» What this exercise asks:
**1)** In the excerpt about the lyon library:
(a) Which C library does lyon_tess2 wrap?
(b) Which crate does lyon::svg reexport?
(c) Which project's features does the author point to as a model for the path crate?
**2)** Resume the excerpt about the lyon library after its final sentence.

--- Begin Document extract ---

I would like to evolve this crate into a sort of swiss-army-knife of path manipulations, similar to the features paperjs offers, for example applying boolean operations to paths, computing convex hulls, etc.

Like before, if you only want to play with paths without tessellating themyou can do extern crate lyon_path; instead of use lyon::path;.

lyon::svg

crate doc

This module reexports the (very good) svgparser crate and uses it to provide a simple to build a path from an SVG path syntax:

let builder = Path::builder().with_svg();
let path = svg::path_utils::build_path(svg_builder, &"M 0 0 L 10 0 L 10 10 L 0 10 z");

lyon_tess2

crate doc -

The lyon_tess2 crate is a very recent addition. It provides an alternative fill tessellator that wraps the libtess2 C library. I use it mostly to have something to compare lyon against, but as the two tessellators don't have the exact same feature set it can be useful to others as well.

The command-line app

The repository contains command-line application that you can use to tessellate SVG paths in your favorite terminal, render paths, flattend paths, fuzz the tessellators, find bugs, generate reduced test-cases, and maybe soon make coffee. The app could be used, for example as a tool in an art building pipeline for a game engine. It's definitely great for debugging lyon.

--- End Document extract ---
--- Begin Extracted records ---

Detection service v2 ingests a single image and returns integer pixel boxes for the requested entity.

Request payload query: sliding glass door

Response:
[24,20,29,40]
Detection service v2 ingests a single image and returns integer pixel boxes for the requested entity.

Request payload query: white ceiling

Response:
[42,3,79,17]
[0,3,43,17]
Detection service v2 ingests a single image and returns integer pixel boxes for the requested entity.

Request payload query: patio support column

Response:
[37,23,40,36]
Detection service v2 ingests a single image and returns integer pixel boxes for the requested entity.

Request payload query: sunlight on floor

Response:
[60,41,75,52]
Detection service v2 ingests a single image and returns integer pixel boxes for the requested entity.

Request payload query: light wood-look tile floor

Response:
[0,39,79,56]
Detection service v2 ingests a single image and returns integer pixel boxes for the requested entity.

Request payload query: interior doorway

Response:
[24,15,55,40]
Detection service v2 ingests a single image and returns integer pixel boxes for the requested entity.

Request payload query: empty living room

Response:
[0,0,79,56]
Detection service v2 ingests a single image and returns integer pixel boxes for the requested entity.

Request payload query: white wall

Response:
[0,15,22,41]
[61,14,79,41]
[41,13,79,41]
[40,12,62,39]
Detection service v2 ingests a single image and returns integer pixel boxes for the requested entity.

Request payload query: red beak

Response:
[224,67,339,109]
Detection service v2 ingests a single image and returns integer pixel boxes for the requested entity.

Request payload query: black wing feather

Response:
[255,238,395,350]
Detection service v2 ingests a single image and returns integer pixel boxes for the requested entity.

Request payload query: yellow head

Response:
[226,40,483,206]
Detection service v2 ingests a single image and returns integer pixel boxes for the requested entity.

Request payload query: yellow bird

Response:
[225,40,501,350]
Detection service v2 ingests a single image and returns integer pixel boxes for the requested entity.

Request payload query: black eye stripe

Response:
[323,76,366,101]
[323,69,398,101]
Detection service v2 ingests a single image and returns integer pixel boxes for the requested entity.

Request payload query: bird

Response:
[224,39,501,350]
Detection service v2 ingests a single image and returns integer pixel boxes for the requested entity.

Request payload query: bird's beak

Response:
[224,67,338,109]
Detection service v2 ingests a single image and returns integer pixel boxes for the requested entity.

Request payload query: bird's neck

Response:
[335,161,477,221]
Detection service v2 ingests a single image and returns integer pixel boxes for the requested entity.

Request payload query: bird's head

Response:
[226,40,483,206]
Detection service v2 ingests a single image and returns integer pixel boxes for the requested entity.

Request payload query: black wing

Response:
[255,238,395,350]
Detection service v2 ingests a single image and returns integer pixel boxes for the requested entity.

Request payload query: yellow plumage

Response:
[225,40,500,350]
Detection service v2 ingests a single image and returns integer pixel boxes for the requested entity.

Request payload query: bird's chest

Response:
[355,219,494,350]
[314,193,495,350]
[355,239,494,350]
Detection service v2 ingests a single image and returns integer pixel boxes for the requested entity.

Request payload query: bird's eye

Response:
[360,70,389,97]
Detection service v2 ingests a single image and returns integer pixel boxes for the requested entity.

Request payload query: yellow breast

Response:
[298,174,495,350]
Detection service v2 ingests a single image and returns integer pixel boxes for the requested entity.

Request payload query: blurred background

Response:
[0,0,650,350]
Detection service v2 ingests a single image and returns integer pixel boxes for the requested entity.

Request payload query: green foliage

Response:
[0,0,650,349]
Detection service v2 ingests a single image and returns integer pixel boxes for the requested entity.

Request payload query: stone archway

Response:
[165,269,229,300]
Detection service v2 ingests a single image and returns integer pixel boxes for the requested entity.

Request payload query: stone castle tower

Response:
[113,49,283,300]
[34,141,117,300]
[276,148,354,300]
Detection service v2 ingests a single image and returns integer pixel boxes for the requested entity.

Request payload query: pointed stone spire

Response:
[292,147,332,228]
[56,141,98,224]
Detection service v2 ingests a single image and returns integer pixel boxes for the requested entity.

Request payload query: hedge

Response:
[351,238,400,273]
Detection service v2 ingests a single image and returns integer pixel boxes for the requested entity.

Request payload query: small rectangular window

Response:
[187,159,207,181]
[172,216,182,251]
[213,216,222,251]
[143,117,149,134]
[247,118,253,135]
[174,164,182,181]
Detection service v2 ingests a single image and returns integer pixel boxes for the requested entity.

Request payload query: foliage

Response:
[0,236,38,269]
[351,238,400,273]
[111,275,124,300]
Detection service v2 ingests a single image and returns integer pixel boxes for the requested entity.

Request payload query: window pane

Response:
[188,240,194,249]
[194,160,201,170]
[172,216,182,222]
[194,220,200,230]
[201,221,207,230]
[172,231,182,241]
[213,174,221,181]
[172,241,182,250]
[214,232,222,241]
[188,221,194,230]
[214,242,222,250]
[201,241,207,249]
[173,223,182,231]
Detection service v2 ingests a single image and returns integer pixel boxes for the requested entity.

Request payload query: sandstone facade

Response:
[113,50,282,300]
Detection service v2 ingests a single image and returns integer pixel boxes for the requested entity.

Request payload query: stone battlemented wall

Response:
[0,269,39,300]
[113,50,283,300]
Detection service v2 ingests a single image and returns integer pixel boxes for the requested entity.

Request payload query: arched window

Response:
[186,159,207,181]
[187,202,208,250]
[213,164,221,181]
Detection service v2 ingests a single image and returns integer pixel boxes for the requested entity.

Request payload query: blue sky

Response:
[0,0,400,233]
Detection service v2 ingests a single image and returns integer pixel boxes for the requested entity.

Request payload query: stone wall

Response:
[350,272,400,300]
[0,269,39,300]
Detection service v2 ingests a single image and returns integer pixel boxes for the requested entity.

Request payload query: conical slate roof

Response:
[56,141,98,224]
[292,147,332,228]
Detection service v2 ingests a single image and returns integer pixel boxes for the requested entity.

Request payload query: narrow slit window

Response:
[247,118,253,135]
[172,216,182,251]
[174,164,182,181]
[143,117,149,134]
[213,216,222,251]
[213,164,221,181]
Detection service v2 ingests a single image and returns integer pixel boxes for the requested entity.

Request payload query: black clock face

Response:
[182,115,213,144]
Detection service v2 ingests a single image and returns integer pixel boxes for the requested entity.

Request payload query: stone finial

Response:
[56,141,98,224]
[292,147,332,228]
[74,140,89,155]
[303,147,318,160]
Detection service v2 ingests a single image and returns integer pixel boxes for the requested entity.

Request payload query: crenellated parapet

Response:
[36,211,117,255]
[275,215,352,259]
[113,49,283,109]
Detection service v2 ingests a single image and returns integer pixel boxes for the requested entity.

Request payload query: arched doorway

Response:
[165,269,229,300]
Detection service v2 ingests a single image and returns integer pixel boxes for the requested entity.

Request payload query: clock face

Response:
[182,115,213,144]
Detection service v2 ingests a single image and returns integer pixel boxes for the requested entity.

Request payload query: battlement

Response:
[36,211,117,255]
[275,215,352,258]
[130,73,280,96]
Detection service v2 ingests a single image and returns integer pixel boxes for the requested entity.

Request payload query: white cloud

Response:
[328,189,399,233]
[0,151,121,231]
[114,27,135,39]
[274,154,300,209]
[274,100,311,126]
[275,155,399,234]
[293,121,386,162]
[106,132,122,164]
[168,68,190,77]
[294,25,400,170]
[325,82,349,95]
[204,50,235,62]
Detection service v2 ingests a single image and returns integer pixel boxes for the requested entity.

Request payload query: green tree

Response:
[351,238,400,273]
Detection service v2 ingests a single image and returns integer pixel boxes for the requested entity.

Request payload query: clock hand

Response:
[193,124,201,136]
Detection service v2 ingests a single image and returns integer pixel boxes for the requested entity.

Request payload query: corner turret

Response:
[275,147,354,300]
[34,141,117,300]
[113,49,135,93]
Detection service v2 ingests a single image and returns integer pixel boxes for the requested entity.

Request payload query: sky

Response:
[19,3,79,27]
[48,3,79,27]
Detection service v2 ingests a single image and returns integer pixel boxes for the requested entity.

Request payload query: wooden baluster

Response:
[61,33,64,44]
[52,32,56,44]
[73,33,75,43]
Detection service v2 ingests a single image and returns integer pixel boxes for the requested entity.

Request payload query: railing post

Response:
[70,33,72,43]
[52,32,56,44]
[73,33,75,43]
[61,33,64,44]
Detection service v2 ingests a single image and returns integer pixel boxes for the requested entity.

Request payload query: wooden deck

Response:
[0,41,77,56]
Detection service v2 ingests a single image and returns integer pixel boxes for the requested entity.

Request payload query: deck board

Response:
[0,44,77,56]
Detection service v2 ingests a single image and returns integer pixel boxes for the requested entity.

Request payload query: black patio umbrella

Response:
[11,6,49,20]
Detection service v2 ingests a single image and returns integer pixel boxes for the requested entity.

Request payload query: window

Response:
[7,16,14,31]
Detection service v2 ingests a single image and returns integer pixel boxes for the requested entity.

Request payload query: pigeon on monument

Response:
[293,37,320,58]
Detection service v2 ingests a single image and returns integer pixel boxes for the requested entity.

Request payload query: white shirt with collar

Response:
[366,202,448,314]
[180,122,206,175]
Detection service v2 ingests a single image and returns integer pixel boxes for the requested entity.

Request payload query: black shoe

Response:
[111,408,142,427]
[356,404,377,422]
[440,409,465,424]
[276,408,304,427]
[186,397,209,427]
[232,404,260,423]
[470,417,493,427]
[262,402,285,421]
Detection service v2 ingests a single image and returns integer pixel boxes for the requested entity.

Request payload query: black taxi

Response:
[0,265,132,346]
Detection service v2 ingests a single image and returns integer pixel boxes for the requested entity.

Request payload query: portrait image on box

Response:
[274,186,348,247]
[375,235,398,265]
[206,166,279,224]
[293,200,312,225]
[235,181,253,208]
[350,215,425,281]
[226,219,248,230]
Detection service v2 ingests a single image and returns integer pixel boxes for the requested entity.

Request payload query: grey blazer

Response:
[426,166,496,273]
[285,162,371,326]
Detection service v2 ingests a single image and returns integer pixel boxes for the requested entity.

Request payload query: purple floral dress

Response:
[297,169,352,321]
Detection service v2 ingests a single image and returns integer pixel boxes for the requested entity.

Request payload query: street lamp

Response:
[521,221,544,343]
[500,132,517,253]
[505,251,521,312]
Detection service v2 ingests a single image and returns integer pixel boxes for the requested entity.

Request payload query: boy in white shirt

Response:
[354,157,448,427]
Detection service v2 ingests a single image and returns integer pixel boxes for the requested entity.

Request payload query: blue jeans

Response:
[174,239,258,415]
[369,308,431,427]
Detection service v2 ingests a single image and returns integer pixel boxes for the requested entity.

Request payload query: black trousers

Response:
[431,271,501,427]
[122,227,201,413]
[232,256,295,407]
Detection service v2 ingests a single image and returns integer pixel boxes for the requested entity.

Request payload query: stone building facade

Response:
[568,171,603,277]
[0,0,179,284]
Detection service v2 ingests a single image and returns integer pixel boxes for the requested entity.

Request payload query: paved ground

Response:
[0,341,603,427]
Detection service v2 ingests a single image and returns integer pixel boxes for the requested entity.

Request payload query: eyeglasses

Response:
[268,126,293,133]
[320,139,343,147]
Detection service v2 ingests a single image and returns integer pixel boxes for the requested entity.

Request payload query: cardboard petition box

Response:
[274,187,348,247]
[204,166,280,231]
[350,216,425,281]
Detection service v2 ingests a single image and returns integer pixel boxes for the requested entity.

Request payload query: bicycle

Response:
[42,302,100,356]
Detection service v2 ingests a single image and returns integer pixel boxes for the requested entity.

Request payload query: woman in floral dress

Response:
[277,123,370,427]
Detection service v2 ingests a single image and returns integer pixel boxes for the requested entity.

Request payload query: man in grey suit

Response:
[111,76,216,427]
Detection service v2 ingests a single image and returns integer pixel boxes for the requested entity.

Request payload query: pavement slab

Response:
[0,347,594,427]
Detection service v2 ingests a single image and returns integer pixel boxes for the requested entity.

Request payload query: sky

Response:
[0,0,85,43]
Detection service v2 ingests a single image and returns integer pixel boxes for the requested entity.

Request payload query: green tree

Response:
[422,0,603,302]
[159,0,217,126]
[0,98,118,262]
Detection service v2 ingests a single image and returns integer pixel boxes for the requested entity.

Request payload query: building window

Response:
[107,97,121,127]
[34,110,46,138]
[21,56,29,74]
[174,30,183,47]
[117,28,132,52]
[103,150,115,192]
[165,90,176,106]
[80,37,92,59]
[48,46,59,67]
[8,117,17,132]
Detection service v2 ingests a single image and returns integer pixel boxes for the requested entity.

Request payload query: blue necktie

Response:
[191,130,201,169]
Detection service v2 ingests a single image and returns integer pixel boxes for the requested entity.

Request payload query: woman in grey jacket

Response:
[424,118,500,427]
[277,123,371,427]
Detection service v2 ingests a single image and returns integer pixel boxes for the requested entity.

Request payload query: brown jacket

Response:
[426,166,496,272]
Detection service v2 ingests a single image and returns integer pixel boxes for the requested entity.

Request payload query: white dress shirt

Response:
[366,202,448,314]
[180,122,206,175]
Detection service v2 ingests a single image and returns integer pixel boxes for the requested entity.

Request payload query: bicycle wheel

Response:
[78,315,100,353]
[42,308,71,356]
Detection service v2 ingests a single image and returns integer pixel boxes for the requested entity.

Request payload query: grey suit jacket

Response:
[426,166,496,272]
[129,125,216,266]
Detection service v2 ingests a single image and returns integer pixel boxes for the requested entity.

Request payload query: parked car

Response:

--- End Extracted records ---

» Outputs by task:
**1)**
(a) libtess2
(b) svgparser
(c) paperjs

**2)**
lyon/cli/ $ cargo run --  show -i ../assets/logo.path --fill --stroke --tolerance 0.01

screenshot

lyon/cli/ $ cargo run --  tessellate "M 0 0 L 1 0 L 1 1 L 0 1 Z" --fill
vertices: [(0, 0), (1, 0), (0, 1), (1, 1)]
indices: [1, 0, 2, 1, 2, 3]

What's next?

There are many things that I'd like to see happening in the project, and it will certainly take a long time for most of them to concretise as time is a scarse resource.

Polish the fill tessellator

The fill tessellator has grown into something that I am quite happy about. It is not perfect, I definitely want to keep improving its robustness and finish implementing for the non-zero fill rule, but it's already robust enough for many use cases. For example ggez, the rust crate to make good games easily, uses it to render polygons, and I know that a few other projects use it to make games and even to render openstreetmaps data.

A new tessellator

I want to start working on a new fill tessellator optimized for curves and able to produce a resolution-independent tessellation, probably using trapezoidal partioning like pathfinder. The new tessellator will work best with curves but will not be as good for polygons as a monotone tessellator, so the current tessellator is definitely here to stay.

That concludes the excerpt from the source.